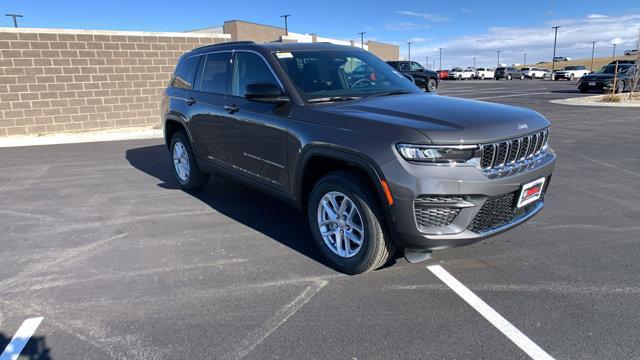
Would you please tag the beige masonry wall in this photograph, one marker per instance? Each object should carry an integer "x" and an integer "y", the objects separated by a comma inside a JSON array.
[{"x": 80, "y": 80}]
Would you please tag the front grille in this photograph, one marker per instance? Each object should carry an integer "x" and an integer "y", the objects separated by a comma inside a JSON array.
[
  {"x": 498, "y": 211},
  {"x": 436, "y": 210},
  {"x": 512, "y": 156}
]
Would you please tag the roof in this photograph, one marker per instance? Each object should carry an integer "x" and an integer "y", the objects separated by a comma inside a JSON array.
[{"x": 274, "y": 46}]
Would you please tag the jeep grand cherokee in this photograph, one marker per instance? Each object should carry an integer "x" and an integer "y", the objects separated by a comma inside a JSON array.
[{"x": 375, "y": 162}]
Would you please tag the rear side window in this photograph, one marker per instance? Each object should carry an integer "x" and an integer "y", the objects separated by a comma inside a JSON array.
[
  {"x": 186, "y": 73},
  {"x": 249, "y": 68},
  {"x": 214, "y": 73}
]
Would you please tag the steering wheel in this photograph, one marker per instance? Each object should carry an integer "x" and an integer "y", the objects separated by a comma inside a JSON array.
[{"x": 361, "y": 81}]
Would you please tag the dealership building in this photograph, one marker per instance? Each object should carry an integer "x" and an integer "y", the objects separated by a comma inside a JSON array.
[{"x": 239, "y": 30}]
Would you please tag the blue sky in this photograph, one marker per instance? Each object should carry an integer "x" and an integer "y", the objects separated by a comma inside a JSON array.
[{"x": 465, "y": 30}]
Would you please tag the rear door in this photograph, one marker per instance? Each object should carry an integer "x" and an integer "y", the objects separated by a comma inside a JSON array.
[
  {"x": 208, "y": 99},
  {"x": 256, "y": 133}
]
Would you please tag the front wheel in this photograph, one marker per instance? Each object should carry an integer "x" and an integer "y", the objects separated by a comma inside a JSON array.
[
  {"x": 347, "y": 223},
  {"x": 185, "y": 168},
  {"x": 432, "y": 85}
]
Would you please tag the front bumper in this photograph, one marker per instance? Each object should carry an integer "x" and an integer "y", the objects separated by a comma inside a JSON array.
[{"x": 412, "y": 181}]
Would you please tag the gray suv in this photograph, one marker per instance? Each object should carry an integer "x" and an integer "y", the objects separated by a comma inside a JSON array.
[{"x": 375, "y": 162}]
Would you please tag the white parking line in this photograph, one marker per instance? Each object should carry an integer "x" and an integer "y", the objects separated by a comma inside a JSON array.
[
  {"x": 505, "y": 327},
  {"x": 20, "y": 339}
]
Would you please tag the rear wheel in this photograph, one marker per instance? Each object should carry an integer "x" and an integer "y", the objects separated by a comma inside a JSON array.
[
  {"x": 432, "y": 85},
  {"x": 347, "y": 223},
  {"x": 185, "y": 168}
]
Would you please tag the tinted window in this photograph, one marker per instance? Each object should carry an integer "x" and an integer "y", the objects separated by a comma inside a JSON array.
[
  {"x": 415, "y": 66},
  {"x": 186, "y": 73},
  {"x": 249, "y": 68},
  {"x": 214, "y": 73}
]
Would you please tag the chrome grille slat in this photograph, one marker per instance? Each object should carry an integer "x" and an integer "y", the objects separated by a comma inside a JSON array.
[{"x": 513, "y": 156}]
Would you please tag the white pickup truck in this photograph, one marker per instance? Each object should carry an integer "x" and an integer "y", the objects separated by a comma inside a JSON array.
[
  {"x": 571, "y": 72},
  {"x": 484, "y": 73}
]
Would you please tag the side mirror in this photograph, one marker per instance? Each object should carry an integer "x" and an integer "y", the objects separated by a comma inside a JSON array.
[{"x": 265, "y": 93}]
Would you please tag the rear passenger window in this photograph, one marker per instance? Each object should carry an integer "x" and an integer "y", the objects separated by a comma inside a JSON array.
[
  {"x": 186, "y": 73},
  {"x": 214, "y": 73}
]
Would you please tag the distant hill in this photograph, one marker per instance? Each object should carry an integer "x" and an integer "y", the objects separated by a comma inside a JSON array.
[{"x": 597, "y": 62}]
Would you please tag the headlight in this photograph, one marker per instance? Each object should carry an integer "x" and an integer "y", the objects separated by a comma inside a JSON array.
[{"x": 437, "y": 154}]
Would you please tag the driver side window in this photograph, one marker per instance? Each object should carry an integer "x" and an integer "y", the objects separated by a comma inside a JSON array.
[{"x": 249, "y": 68}]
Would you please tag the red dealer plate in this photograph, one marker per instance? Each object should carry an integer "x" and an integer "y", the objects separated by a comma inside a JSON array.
[{"x": 531, "y": 192}]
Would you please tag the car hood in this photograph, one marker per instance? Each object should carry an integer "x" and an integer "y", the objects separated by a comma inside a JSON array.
[
  {"x": 445, "y": 120},
  {"x": 597, "y": 77}
]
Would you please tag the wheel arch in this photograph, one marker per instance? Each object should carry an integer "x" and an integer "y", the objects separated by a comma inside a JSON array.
[{"x": 318, "y": 161}]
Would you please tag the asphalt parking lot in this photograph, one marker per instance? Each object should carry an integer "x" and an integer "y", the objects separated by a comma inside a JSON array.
[{"x": 96, "y": 239}]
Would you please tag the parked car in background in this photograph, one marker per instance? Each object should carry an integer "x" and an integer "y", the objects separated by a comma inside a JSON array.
[
  {"x": 460, "y": 74},
  {"x": 603, "y": 79},
  {"x": 571, "y": 72},
  {"x": 535, "y": 73},
  {"x": 443, "y": 74},
  {"x": 508, "y": 73},
  {"x": 484, "y": 73},
  {"x": 423, "y": 78}
]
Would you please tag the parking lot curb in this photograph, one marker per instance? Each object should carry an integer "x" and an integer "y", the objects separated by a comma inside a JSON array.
[
  {"x": 73, "y": 138},
  {"x": 573, "y": 102}
]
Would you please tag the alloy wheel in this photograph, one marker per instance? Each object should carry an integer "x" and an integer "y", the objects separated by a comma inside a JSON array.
[{"x": 341, "y": 225}]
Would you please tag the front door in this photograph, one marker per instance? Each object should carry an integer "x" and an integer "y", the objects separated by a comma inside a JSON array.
[{"x": 255, "y": 133}]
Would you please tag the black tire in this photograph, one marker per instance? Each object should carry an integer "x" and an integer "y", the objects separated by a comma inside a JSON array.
[
  {"x": 432, "y": 85},
  {"x": 377, "y": 245},
  {"x": 195, "y": 179}
]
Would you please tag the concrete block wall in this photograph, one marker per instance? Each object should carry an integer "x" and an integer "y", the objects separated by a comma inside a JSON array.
[{"x": 54, "y": 80}]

···

What is being asked: In the records above, return precisely the line containing "Would you please tag the concrete" and each line that comes after it, up to the final one.

Response:
Would you please tag the concrete block wall in this photograph, one marker per instance? Each object should carry an integer "x" and an integer "y", the objects separated by a comma inside a JSON array.
[{"x": 54, "y": 80}]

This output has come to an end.